**PROVIDED DATA**
******************************
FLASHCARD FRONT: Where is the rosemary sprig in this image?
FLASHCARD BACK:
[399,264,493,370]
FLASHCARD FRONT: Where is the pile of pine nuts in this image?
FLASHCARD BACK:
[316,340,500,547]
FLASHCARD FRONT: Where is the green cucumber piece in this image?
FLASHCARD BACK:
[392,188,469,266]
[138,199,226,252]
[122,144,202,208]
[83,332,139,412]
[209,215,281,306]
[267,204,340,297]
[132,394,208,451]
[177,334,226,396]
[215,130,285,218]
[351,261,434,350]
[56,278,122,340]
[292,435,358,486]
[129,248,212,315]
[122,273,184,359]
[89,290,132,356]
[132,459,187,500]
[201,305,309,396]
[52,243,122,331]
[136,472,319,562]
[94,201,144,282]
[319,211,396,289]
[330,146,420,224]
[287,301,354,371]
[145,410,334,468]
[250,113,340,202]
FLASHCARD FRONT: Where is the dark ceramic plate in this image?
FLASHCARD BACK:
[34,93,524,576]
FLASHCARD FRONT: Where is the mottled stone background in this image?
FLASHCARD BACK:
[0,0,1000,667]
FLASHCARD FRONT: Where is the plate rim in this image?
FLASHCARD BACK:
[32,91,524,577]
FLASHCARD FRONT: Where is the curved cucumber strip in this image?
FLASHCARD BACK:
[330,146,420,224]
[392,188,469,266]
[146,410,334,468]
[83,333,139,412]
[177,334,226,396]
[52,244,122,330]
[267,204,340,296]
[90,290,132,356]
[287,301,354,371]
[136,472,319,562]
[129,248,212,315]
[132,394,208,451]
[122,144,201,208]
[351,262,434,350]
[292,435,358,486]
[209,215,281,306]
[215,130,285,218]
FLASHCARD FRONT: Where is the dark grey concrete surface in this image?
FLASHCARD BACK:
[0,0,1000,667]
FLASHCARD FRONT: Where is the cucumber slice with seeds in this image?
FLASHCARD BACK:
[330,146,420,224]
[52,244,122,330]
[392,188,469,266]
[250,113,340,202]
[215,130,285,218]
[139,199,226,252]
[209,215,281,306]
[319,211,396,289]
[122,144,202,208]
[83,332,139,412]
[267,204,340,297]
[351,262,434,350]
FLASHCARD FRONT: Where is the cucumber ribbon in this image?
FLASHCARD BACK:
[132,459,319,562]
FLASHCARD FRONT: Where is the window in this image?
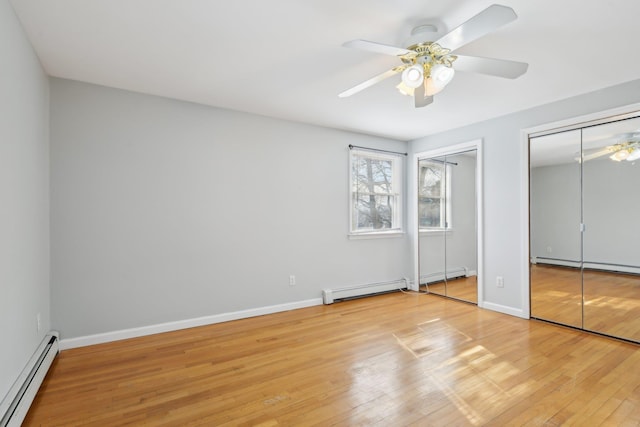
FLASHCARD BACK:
[418,160,451,230]
[350,150,402,234]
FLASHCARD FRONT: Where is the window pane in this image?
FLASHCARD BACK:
******************************
**EXERCISE**
Format all the lines of the entries above as a numbered list, skipping blank lines and omitting the pictures.

**EXERCISE RESULT**
1. FLASHCARD FRONT: Where is the rosemary sprig in this image?
2. FLASHCARD BACK:
3. [399,264,493,370]
4. FLASHCARD FRONT: Where is the pile of pine nuts in this image?
5. FLASHCARD BACK:
6. [316,340,500,547]
7. FLASHCARD FRONT: Where is the green cucumber piece in this image?
8. FLASHCARD BACK:
9. [392,188,469,266]
10. [138,199,226,252]
11. [122,144,202,208]
12. [83,332,139,412]
13. [209,215,281,306]
14. [267,204,340,297]
15. [132,394,208,451]
16. [177,334,226,396]
17. [215,130,285,218]
18. [351,261,434,350]
19. [56,278,122,340]
20. [292,435,358,486]
21. [129,248,212,315]
22. [122,273,184,359]
23. [89,290,132,356]
24. [132,459,187,500]
25. [201,305,309,396]
26. [52,243,122,331]
27. [136,472,319,562]
28. [94,201,144,282]
29. [319,211,396,289]
30. [330,146,420,224]
31. [287,301,354,371]
32. [145,410,334,468]
33. [250,113,340,202]
34. FLASHCARD FRONT: Where is the dark ceramic plate in this image?
35. FLASHCARD BACK:
36. [34,93,524,576]
37. FLASHCARD FRONT: Where is the mottled stone background in this image?
38. FLASHCARD BACK:
39. [0,0,1000,667]
40. FLASHCARD FRONT: Where is the plate rim in this image?
41. FLASHCARD BACK:
42. [32,91,524,577]
43. FLASHCARD FRONT: Where is the curved cucumber strip in this image?
44. FLASHCARD BACK:
45. [330,146,420,224]
46. [392,188,469,266]
47. [146,410,334,468]
48. [83,333,139,412]
49. [177,334,226,396]
50. [52,244,122,330]
51. [267,204,340,296]
52. [90,290,132,356]
53. [287,301,354,371]
54. [136,472,319,562]
55. [129,248,212,315]
56. [132,394,208,451]
57. [122,144,201,208]
58. [351,262,434,350]
59. [292,435,358,486]
60. [209,215,281,306]
61. [215,130,285,218]
62. FLASHCARD FRONT: Where is the dark grey concrete surface in this image?
63. FLASHCARD BACK:
64. [0,0,1000,667]
65. FLASHCARD FRONT: Where is the cucumber slice with seeds in this image?
66. FLASHCARD BACK:
67. [330,146,420,224]
68. [52,244,122,330]
69. [392,188,469,266]
70. [250,113,340,202]
71. [215,130,285,218]
72. [139,199,226,252]
73. [209,215,281,306]
74. [319,211,396,289]
75. [122,144,202,208]
76. [83,332,139,412]
77. [267,204,340,297]
78. [351,262,434,350]
79. FLASHCARD FRONT: Where is the cucumber ribbon in this image?
80. FLASHCARD BACK:
81. [132,459,319,562]
82. FLASHCARD FRONT: Where is the window in this image?
83. FLASHCARD BACK:
84. [418,160,451,230]
85. [350,150,402,234]
86. FLASHCARD FRONT: Where is the window pane in this image?
87. FLASHCARD BACK:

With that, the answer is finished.